Eclipse Residents Query Mayor on Collapsing Neighbor
Some of the Eclipse Mill rooms have a disturbing view of the collapsed Hoosac Mill across the street.
NORTH ADAMS, Mass. — Mayor Richard Alcombright assured Eclipse Mill residents last Wednesday evening that the severely damaged Hoosac Mill across the street will be repaired.
The mayor was invited to attend the open forum by mill residents concerned with the progress on what is now called the NoAMA (North Adams, MA) building but made it clear that he was also available to answer other questions from the floor.
According to the mayor, mill owner Ariel Sutain has committed to demolishing the damaged sections of the roof by November. At that time, the mayor hopes he will also put forth a plan for the future of the structure.
Eclipse Mill residents expressed their concern over the safety and condition of their neighbor, which has been mainly used for storage.
The massive mill's "sawtooth roof" collapsed in several sections because of this past winter's heavy snows.
The city is cooperating with Sutain on this issue closely to encourage the would-be developer to stick with his investment and meet his responsibility to clean up and eventually develop the property.
"There needs to be a plan. It needs to be doable and we need to push forward with this," said Alcombright.
He continued, "The city will continue to press for an engineering report and plan. We may have dragged our feet somewhat on this but it's important to give the developer time to address the issues, the city cannot afford to be left with the responsibility for this building right now. The cost would be too high."
In the meantime, Sutain has promised to protect public safety by cordoning off the area of the sidewalk where bricks from the damaged structure are most likely to fall. He will also bear the cost of installing two new crosswalks.
Sutain has employed Dave Westall of Westall Associates to do engineering assessments in the past and the mayor said he is confident in Westall's assessment that the crumbling structure, although fragile, poses no immediate danger to the public.
There were a number of concerns about the proposed crosswalks, not least of which were for the safety of neighborhood residents who often encounter speeding cars coming around the curved road westbound and dangerously close to both mills.
Alcombright promised the city would take precautions to ensure the safety of pedestrians in the area as much as possible. Signage and lighting are under consideration. The road has too much traffic for speed bumps and speed limits are already quite low. The mayor also pointed out the inability of the city to spare the manpower to monitor drivers' speeds in the area.
The meeting soon turned into a flood damage update. A question was raised about the road to the Natural Bridge that's been rendered impassable by the flood.
According to the mayor, there is approximately $5 million in flood damage so far in the city. The state, MEMA and the Federal Emergency Management Agency will be able to help with repairs and funding as soon as assessments of the damage are available. However, it is unlikely that the park will be a priority since so many other more important roads in and out of town are also in need of repair.

Instructions to follow => Copy out the Hoosac Mill article word for word, starting with "Alcombright promised the" and going on through "by the flood.".

Material =>
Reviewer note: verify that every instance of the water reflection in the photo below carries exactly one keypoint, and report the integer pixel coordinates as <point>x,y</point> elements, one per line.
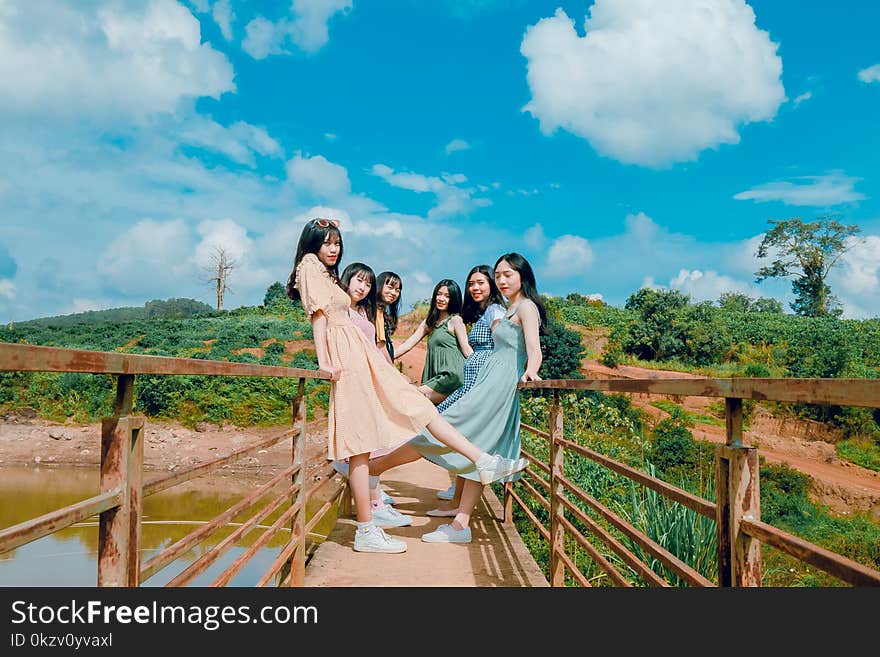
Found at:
<point>69,557</point>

Written solution =>
Alcombright promised the city would take precautions to ensure the safety of pedestrians in the area as much as possible. Signage and lighting are under consideration. The road has too much traffic for speed bumps and speed limits are already quite low. The mayor also pointed out the inability of the city to spare the manpower to monitor drivers' speeds in the area.
The meeting soon turned into a flood damage update. A question was raised about the road to the Natural Bridge that's been rendered impassable by the flood.